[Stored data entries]
BEGIN

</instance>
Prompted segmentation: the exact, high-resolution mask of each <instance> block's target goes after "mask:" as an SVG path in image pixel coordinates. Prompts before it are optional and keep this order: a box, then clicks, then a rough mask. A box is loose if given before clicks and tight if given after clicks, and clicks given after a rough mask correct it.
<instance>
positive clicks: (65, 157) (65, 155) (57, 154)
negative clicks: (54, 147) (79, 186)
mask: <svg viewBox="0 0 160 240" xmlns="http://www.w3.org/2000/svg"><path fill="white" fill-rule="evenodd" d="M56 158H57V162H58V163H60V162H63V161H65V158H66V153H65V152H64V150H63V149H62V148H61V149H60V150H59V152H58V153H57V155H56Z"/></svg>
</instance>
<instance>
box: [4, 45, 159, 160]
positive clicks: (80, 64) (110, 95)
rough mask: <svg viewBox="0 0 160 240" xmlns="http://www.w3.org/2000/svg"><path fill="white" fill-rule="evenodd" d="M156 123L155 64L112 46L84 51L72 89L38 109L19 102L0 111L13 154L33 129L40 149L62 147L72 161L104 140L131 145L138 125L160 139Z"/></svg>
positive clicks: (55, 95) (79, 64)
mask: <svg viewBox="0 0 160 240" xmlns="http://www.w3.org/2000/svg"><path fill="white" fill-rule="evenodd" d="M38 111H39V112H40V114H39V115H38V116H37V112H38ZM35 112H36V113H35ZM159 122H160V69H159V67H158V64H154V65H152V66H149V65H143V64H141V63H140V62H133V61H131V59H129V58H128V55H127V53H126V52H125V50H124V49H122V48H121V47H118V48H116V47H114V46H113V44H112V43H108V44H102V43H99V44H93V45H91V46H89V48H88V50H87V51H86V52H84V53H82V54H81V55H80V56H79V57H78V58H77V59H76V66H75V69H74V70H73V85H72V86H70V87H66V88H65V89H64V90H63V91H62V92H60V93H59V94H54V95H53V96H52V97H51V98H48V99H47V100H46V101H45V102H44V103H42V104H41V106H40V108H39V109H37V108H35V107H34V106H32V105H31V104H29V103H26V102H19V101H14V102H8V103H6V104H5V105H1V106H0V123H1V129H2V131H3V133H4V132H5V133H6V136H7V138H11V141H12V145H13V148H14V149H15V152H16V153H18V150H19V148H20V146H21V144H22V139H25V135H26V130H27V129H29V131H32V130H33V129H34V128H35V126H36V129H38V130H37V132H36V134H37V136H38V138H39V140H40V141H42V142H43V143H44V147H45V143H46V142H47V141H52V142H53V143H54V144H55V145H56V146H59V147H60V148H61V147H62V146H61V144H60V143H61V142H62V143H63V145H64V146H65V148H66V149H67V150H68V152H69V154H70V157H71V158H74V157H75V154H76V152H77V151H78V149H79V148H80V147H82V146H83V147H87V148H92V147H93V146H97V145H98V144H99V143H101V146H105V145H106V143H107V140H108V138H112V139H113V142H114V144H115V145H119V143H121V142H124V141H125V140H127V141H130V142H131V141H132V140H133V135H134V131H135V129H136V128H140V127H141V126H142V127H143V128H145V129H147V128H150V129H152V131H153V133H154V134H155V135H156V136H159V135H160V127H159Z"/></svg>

END

**EXERCISE**. Write down, word for word, the lines above from the one containing "Prompted segmentation: the" through the one containing "rough mask: <svg", both ends included.

**SOLVED EXERCISE**.
Prompted segmentation: the exact, high-resolution mask of each <instance> block's target goes after "mask:" as an SVG path in image pixel coordinates. Prompts before it are optional and keep this order: a box, then clicks, then a rough mask. A box is loose if given before clicks and tight if given after clicks, and clicks given after a rough mask correct it.
<instance>
positive clicks: (65, 157) (65, 155) (57, 154)
negative clicks: (54, 147) (79, 186)
mask: <svg viewBox="0 0 160 240" xmlns="http://www.w3.org/2000/svg"><path fill="white" fill-rule="evenodd" d="M56 158H57V162H58V163H60V162H63V161H65V158H66V153H65V152H64V150H63V149H62V148H61V149H60V150H59V152H58V153H57V155H56Z"/></svg>
</instance>
<instance>
box: [4, 45, 159, 160]
positive clicks: (80, 64) (110, 95)
rough mask: <svg viewBox="0 0 160 240" xmlns="http://www.w3.org/2000/svg"><path fill="white" fill-rule="evenodd" d="M156 123L155 64L112 46L84 51L72 89L38 109L19 102L0 111L13 154L33 129L40 149L62 147L72 161L104 140L131 145L138 125L160 139Z"/></svg>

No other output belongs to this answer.